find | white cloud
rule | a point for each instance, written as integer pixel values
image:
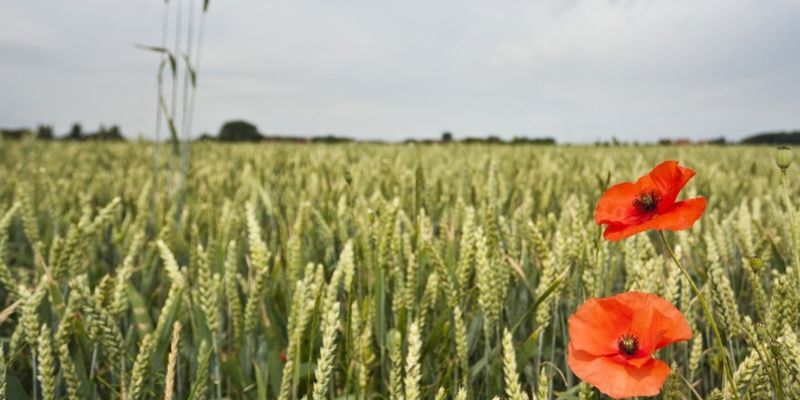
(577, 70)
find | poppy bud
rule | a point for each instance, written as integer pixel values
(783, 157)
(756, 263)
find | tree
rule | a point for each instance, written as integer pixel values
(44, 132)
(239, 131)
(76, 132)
--
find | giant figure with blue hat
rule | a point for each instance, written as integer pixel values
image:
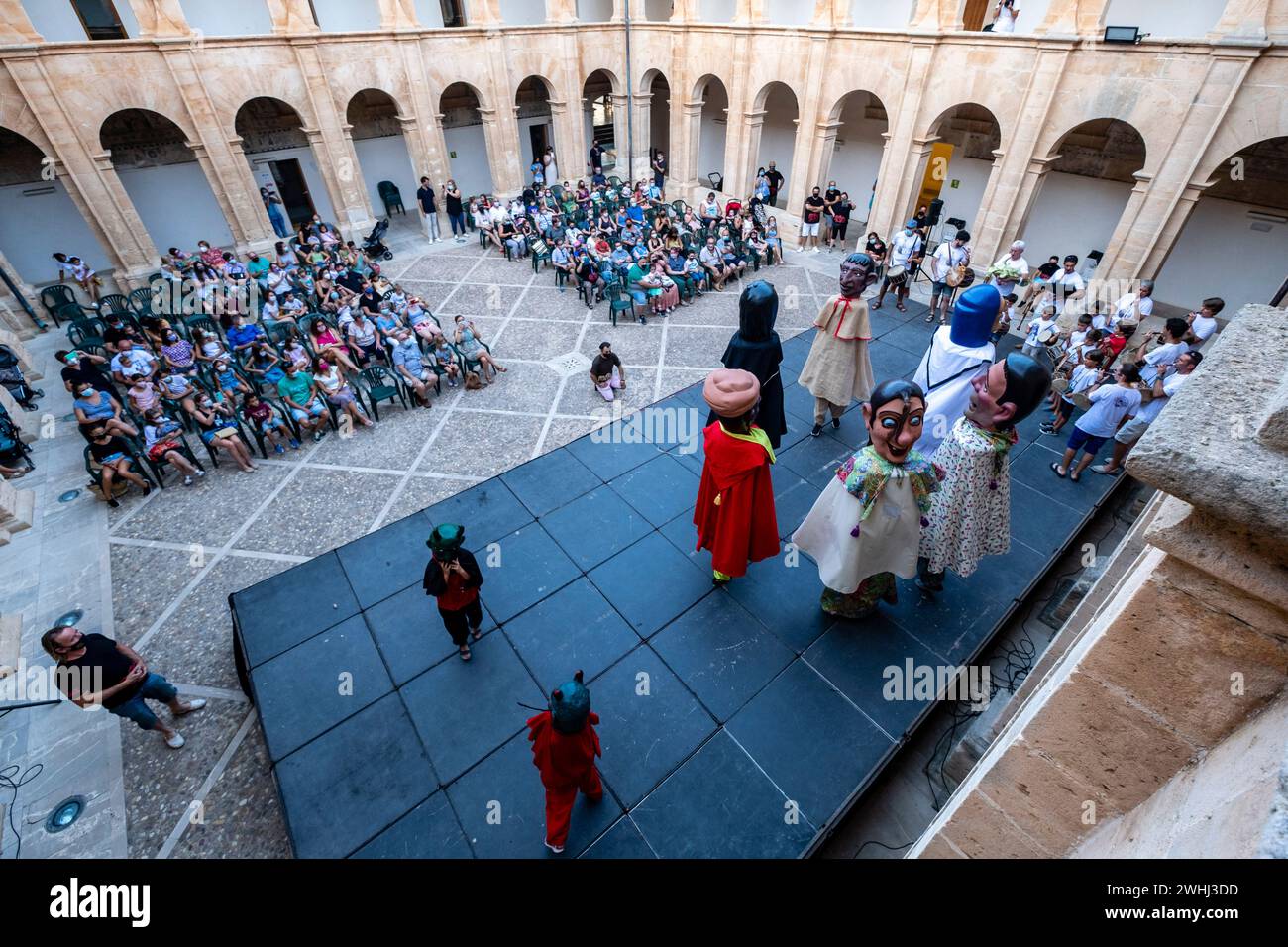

YOUR TASK: All lines of the records above that carry the word "find" should be listed.

ANSWER FOR THIS EXERCISE:
find | white cloud
find | poppy bud
find | tree
find | giant figure with blue hat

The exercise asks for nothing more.